Source records:
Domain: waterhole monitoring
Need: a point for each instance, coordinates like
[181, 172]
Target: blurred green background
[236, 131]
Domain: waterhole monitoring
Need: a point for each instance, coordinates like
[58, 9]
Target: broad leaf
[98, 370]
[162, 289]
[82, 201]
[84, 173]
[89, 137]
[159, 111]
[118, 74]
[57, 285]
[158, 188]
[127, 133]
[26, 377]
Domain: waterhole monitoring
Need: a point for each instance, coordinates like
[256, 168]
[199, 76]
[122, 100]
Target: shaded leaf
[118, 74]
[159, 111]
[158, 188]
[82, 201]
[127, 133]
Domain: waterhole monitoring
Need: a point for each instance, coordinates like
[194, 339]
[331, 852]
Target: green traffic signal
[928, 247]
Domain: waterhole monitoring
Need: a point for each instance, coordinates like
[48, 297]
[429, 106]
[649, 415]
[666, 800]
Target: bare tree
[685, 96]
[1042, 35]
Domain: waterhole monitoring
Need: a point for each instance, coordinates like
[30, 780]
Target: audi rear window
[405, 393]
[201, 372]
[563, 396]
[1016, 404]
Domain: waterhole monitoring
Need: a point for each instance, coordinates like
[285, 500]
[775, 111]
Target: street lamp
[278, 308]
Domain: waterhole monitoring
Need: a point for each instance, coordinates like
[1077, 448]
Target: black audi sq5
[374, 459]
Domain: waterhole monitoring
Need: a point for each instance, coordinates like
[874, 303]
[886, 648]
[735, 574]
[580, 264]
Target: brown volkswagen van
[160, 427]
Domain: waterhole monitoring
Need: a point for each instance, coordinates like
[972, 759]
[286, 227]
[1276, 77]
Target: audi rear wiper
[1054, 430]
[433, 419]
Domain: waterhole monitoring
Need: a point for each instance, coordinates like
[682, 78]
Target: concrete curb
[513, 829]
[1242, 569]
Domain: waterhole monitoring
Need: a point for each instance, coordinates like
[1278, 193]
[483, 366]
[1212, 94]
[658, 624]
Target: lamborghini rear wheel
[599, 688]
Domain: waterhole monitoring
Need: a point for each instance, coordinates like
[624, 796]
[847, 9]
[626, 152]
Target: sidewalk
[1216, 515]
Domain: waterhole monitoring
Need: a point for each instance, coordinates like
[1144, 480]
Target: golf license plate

◆ What is being asked ◆
Make an exact copy of the listing, including every line.

◆ Answer to the task ◆
Domain: waterhole monitoring
Need: a point for each instance, coordinates like
[181, 172]
Target: blurred green background
[236, 131]
Domain: waterhole monitoring
Need: a point for each instance, coordinates like
[58, 9]
Target: broad leaf
[98, 370]
[162, 289]
[82, 201]
[84, 173]
[89, 137]
[159, 111]
[118, 74]
[57, 285]
[158, 188]
[127, 133]
[26, 377]
Domain: waterhole monitoring
Need: a point for each instance, coordinates like
[256, 168]
[199, 76]
[122, 100]
Target: shaded leaf
[118, 74]
[159, 111]
[158, 188]
[82, 201]
[127, 133]
Domain: waterhole monitoring
Need: a point for each instance, coordinates like
[194, 339]
[331, 852]
Target: green traffic signal
[928, 247]
Domain: waterhole monitoring
Need: a point for each instance, coordinates like
[48, 297]
[429, 106]
[649, 415]
[666, 800]
Target: bare tree
[685, 96]
[1042, 35]
Domain: waterhole monitoring
Need: a point for each instance, coordinates like
[30, 780]
Target: audi rear window
[405, 393]
[201, 372]
[563, 396]
[1016, 404]
Domain: waterhole monitoring
Need: a point for each instance, coordinates like
[285, 500]
[775, 111]
Target: street lamp
[278, 308]
Domain: waterhole monitoring
Need: a point for each instance, coordinates like
[1077, 448]
Target: black audi sq5
[374, 459]
Domain: waterhole monitoring
Need: a point for each instance, coordinates like
[874, 303]
[886, 648]
[735, 574]
[580, 264]
Target: brown volkswagen van
[160, 427]
Domain: waterhole monitoring
Need: a point for each instance, coordinates like
[972, 759]
[286, 227]
[1276, 77]
Target: audi rear wiper
[1054, 430]
[433, 419]
Domain: waterhole monitoring
Need: a point for each instance, coordinates like
[682, 78]
Target: concrete curb
[513, 829]
[1242, 569]
Domain: waterhole monitoring
Need: a point for each instance, coordinates like
[1278, 193]
[483, 366]
[1212, 94]
[658, 624]
Target: lamborghini rear wheel
[599, 688]
Domain: waterhole monitoring
Need: a point for each instance, coordinates like
[624, 796]
[847, 9]
[626, 152]
Target: sidewalk
[1216, 515]
Domain: waterhole monitoring
Need: a point for each instance, coordinates like
[1144, 480]
Target: golf license plate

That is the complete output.